Provided text —
* * *
AXP 2022 P&L Outlook (Estimated)

AXP 2022 P&L Outlook (Estimated)

Source: AXP company filings.

NB. Other Operating Expenses were net of $767m of investment gains in 2021.

In this estimated P&L, full-year 2022 PPPTI growth of 31.9% exceeds revenue growth of 24.0%, unlike in Q1 and Q2, largely due to easier prior-year comparables in H2 where Variable Customer Engagement Expense and Marketing costs were already elevated last year.

While this would represent a return to margin expansion, it is less meaningful because it is on the back of an exceptional post-COVID rebound in revenues (management only targets 10%+ revenue growth from 2024); and also because expense growth has been uneven and concentrated in the prior year.

Whether AXP will have operational leverage in a normal environment is a key question for investors, for the reasons explained below.

Return of Operational Leverage?

AXP’s medium-term targets include revenue growth of 10%+ and EPS growth in the mid-teens from 2024:

AXP Mid-Term Targets

AXP Mid-Term Targets

Source: AXP results presentation (Q2 2022).
* * *
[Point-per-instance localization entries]
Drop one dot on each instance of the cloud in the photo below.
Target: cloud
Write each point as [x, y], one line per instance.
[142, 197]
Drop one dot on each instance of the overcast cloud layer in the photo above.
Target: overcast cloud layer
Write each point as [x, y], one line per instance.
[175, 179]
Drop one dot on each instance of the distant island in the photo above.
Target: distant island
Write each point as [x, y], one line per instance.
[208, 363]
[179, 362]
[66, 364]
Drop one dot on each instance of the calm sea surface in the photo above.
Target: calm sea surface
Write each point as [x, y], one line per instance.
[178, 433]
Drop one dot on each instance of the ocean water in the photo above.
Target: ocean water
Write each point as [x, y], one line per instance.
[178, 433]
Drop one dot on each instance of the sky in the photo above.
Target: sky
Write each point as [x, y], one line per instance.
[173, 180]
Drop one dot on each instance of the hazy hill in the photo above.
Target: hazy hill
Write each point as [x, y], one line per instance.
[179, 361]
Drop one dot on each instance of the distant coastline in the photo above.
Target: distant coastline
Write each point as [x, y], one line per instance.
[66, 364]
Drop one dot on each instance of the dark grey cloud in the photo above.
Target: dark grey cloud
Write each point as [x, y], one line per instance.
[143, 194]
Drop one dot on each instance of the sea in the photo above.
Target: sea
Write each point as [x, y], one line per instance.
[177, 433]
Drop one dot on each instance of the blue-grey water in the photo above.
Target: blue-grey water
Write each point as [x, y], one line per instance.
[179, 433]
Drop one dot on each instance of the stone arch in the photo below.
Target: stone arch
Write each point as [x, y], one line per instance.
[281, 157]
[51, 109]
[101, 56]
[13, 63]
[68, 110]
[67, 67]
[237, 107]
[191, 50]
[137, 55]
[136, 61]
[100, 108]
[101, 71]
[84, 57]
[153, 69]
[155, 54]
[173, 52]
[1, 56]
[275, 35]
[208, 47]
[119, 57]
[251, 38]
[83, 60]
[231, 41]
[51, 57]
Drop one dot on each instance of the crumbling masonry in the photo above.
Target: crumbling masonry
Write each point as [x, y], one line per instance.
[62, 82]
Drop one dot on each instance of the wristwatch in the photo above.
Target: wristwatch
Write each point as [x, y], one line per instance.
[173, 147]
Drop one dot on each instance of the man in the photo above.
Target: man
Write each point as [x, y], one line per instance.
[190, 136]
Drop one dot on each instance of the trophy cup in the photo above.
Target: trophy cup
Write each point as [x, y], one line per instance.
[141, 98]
* * *
What this exercise asks —
#1 List every expense category named in the AXP 2022 outlook text.
#2 Write the next part of the text on AXP's 2022 P&L outlook, starting after its closing source line.
None of the tasks draws on these entries.

Answers for the exercise —
#1 Other Operating Expenses; Variable Customer Engagement Expense; Marketing costs

#2
To achieve the implied margin expansion, AXP needs operational leverage, which management expects to come from marketing and infrastructure expenses rising slower than revenues, even as Variable Card Member Engagement Expenses continue to rise faster than revenues. CFO Jeff Campbell reiterated this in his comments on September 12:

There is margin pressure on that Variable Customer Engagement line relative to revenues … we have a focus on offsetting by the fact that our marketing costs have historically grown more slowly than our revenues … [and] we have a very long track record of needing to grow the infrastructure costs … at a much slower pace than you have revenue growth.”

We are unconvinced. AXP has gone through a period of clear margin decline in 2018-21, and the likely small improvement in 2022 is partly due to an easy prior-year comparable. How much AXP will have to spend on cardmember engagement and marketing in the future will also depend on its competitors, many of them large banks like JPMorgan (JPM) and Bank of America (BAC) who have much deeper pockets and can accept much lower Return on Equity than AXP (which had a Return on Equity of 34.4% in Q2 2022).

More Earnings Needs To Be Retained

As we expected, AXP now has to retain more of its earnings as its lending volume is growing again.

Since Q4 2021, AXP’s Common Equity Tier 1 (“CET1”) Ratio has fallen from 10.5% to 10.3% (though still within the 10-11% target) even though it has retained enough earnings to grow its CET1 Capital from $17.6bn to $18.5bn:

AXP Capital Ratios & Share Buybacks (Last 5 Quarters)

AXP Capital Ratios & Share Buybacks (Last 5 Quarters)

Source: AXP results supplement (Q2 2022).

The $0.9bn of earnings implied to have been retained during H1 represents 22% of AXP’s Net Income in this period. With its surplus capital spent and more of its earnings needing to be retained, the number of shares AXP repurchased each quarter has fallen from 20m in Q3 2021 to 4m by Q2 2022.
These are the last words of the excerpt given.